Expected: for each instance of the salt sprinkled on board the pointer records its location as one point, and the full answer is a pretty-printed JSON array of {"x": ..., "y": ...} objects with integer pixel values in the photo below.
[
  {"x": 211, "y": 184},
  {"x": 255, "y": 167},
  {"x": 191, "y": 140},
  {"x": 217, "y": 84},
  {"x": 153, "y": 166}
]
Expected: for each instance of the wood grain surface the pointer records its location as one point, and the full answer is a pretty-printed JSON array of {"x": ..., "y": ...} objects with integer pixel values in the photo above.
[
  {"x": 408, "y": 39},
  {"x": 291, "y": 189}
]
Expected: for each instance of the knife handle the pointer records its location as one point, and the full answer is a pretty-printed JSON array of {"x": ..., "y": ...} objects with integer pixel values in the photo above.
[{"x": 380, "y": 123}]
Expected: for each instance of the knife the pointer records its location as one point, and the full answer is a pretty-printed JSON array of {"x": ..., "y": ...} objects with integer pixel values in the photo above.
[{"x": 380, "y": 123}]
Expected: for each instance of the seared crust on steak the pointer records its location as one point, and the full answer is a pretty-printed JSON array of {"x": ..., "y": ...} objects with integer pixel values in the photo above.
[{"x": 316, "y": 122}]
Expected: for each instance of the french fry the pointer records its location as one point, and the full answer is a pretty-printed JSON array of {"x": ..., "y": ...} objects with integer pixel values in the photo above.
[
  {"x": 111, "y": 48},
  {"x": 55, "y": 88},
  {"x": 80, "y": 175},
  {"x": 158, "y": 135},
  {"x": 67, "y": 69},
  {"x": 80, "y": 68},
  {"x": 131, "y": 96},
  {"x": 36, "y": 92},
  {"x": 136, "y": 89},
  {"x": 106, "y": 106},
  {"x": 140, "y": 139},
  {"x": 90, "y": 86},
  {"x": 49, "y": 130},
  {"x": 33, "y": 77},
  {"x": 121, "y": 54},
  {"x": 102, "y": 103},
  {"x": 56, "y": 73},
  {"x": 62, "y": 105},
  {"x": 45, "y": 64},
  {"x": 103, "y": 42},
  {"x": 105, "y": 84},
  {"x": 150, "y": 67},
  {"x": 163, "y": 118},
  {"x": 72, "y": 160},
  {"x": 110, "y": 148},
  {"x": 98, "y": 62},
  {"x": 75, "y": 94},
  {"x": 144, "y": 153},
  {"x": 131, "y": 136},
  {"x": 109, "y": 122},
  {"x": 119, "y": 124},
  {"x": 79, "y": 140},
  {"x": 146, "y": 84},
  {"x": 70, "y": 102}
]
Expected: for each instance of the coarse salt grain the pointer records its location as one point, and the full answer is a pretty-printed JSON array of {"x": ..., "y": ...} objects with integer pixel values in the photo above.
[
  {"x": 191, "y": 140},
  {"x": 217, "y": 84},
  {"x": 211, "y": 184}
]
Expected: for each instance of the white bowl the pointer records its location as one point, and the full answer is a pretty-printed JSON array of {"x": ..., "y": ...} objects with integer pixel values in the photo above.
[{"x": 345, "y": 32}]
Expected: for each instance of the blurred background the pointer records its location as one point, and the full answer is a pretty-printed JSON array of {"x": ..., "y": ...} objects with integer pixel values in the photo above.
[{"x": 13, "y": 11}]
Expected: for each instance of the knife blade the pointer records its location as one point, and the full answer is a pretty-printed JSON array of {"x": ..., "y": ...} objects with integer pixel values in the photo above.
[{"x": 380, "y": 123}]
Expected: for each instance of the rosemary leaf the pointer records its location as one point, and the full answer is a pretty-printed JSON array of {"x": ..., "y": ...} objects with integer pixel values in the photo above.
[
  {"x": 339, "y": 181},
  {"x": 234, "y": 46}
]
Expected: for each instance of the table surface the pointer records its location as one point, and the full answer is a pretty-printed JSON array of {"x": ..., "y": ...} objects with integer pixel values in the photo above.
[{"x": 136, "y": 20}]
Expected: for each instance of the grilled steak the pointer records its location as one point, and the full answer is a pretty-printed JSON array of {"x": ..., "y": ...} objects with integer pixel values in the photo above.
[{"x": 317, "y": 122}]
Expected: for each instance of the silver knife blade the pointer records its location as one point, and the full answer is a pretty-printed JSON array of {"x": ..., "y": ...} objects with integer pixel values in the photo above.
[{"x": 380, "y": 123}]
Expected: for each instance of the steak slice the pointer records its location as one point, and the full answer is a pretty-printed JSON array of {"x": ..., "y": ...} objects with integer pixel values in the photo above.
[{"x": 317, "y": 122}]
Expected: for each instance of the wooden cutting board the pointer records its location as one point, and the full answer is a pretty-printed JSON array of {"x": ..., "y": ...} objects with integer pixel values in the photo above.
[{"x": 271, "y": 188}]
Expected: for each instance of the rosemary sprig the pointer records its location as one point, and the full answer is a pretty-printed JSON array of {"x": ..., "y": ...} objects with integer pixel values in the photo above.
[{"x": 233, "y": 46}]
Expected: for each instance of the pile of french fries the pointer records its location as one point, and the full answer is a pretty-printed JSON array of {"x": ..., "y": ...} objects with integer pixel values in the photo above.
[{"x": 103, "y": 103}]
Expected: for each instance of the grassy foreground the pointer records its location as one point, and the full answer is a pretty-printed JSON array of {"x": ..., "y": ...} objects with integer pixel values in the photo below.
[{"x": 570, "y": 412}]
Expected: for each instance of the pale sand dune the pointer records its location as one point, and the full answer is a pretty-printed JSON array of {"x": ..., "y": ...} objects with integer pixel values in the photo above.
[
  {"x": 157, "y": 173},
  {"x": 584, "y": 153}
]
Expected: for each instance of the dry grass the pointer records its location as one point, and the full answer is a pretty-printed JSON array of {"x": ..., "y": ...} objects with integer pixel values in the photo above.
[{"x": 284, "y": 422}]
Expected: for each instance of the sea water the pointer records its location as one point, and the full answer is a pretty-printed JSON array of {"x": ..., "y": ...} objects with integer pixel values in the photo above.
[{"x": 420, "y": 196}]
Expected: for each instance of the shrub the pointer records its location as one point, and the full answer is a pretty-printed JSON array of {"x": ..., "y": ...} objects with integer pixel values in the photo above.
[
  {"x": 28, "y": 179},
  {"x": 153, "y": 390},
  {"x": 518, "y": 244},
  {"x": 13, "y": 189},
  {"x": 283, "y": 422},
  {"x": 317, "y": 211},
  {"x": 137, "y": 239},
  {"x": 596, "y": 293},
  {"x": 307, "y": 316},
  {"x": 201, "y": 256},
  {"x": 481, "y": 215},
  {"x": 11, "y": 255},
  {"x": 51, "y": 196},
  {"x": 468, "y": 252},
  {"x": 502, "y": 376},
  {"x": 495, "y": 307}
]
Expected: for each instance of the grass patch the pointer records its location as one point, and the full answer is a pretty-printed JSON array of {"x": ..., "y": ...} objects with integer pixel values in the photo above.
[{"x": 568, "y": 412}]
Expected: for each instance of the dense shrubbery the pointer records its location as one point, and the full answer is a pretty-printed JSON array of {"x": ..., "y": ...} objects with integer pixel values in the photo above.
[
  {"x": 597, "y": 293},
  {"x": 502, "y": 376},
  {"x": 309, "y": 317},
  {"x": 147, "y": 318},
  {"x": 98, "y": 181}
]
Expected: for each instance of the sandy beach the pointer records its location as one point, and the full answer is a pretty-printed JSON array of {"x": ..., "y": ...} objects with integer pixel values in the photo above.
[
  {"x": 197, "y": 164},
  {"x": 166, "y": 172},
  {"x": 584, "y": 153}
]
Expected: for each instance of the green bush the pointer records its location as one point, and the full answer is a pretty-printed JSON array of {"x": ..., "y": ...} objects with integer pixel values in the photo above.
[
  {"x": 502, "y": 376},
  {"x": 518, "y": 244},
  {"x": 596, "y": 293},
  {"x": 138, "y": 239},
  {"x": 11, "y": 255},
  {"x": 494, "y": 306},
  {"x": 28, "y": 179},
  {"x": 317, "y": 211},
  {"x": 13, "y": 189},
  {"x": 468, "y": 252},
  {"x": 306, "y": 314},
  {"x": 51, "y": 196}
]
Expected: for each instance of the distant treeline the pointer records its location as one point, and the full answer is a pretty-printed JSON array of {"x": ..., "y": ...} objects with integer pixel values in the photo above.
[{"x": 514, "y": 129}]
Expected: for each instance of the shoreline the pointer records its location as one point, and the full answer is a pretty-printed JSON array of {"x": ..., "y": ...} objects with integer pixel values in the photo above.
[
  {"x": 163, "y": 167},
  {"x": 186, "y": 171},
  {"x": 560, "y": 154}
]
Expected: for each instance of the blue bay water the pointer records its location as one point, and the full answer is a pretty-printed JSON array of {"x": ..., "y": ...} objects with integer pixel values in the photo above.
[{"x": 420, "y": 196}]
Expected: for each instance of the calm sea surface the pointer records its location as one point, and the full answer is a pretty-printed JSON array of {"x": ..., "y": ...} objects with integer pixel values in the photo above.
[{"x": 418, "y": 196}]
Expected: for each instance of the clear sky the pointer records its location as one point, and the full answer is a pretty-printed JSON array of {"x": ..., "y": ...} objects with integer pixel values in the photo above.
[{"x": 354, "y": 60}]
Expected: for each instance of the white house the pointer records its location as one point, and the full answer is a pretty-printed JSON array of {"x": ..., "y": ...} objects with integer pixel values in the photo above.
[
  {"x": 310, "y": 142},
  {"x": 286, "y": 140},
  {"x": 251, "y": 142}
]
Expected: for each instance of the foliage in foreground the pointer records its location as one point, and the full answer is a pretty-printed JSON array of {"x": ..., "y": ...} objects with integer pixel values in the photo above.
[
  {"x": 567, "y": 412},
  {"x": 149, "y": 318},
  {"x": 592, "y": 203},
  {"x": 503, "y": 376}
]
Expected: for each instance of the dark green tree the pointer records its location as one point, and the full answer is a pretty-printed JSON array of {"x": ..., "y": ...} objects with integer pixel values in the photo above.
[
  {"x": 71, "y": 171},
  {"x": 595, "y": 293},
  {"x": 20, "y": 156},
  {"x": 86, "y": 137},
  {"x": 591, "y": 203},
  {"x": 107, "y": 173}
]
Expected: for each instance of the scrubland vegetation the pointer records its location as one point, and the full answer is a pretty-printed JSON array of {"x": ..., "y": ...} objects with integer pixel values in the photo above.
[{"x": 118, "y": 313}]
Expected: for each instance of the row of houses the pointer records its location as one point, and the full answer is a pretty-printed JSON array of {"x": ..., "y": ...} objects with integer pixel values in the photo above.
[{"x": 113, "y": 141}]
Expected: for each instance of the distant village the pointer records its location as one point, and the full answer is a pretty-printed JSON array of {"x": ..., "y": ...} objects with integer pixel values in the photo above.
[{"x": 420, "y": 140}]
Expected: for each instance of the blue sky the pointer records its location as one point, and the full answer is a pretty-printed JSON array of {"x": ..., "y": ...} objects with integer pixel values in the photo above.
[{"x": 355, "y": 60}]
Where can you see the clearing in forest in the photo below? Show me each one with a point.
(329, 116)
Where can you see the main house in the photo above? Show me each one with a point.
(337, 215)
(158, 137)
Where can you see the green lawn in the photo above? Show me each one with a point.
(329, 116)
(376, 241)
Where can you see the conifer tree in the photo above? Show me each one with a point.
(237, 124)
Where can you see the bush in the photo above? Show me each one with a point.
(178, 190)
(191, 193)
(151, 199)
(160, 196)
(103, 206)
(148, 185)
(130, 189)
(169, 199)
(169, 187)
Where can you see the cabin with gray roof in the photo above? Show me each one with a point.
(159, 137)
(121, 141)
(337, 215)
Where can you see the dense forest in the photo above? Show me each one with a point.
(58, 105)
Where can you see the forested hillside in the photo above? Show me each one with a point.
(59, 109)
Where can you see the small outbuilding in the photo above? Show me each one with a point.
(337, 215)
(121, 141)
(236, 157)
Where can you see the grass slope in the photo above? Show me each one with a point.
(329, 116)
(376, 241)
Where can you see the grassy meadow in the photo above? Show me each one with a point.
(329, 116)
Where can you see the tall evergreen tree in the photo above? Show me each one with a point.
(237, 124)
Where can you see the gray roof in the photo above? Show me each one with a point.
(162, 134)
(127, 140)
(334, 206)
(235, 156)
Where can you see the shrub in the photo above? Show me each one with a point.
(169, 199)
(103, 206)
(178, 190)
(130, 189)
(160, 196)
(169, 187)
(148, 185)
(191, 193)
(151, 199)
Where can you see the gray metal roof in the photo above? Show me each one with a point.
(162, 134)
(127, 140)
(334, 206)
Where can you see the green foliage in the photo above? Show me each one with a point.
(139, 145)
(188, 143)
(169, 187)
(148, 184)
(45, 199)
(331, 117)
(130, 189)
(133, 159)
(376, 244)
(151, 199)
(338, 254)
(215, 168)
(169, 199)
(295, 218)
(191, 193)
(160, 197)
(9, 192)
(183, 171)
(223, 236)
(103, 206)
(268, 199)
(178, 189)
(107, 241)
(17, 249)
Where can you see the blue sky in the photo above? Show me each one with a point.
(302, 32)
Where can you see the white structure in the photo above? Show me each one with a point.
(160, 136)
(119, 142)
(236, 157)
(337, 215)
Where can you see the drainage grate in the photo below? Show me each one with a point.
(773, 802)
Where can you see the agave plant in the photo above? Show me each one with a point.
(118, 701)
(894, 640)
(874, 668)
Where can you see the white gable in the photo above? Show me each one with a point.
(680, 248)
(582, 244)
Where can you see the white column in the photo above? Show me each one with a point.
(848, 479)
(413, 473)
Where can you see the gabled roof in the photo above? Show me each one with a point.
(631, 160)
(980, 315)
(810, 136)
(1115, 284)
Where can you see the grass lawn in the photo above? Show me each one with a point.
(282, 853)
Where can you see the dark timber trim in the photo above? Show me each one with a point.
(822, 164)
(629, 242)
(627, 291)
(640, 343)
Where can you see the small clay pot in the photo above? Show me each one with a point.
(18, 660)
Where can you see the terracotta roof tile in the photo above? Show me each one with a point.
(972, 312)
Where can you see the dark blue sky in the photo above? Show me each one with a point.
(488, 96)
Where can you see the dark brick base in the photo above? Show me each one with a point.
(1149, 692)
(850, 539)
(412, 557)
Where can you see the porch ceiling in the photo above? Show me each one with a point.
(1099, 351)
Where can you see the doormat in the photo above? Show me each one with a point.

————————

*WHAT TO DO*:
Only the lines from the one containing "Where can you see the green foliage" to the end of the data should be printed, exactly as they stand.

*ANSWER SPACE*:
Where can you see the green foliage in the photo above? Show me each one with a point.
(139, 145)
(188, 143)
(169, 187)
(148, 184)
(45, 199)
(331, 117)
(130, 189)
(133, 159)
(376, 244)
(151, 199)
(338, 254)
(215, 168)
(169, 199)
(295, 218)
(191, 193)
(160, 197)
(9, 192)
(183, 171)
(223, 236)
(103, 206)
(268, 199)
(178, 189)
(107, 241)
(17, 249)
Where can you see the blue sky in the photo above? Show me each one with a point.
(302, 32)
Where can you see the white structure in the photo above? Show me each one with a point.
(160, 136)
(119, 142)
(236, 157)
(337, 215)
Where can you see the drainage grate in the photo below? Show me each one with a point.
(773, 802)
Where can you see the agave plant in the photo above? Show me each one with a point.
(118, 701)
(894, 640)
(874, 668)
Where can you see the white gable in the photo above? Show me each one with a point.
(680, 248)
(582, 244)
Where can you see the white column in the photo above? Show me each one with a point.
(848, 479)
(413, 473)
Where can you see the gabled roof in the photo above? Show me each one with a point.
(631, 160)
(980, 315)
(810, 136)
(1115, 284)
Where can you see the grass lawn in the photo above? Show me each one with a point.
(282, 853)
Where can you see the dark timber trim in the photo above? Show me each one with a point.
(822, 164)
(629, 242)
(627, 291)
(640, 343)
Where can you see the small clay pot in the photo above? Show me each one with a point.
(18, 660)
Where can you see the terracotta roof tile in the photo above? Show me each one with a point.
(972, 312)
Where can you see the dark blue sky in the photo above? Show me each one with a point.
(488, 96)
Where can you see the dark brick base in the photo above? Show me each one with a point.
(1149, 692)
(850, 539)
(412, 557)
Where can you see the porch ceiling in the photo above? Show me each one with a point.
(1099, 351)
Where can you see the doormat in the photo above? Show me each one with a point.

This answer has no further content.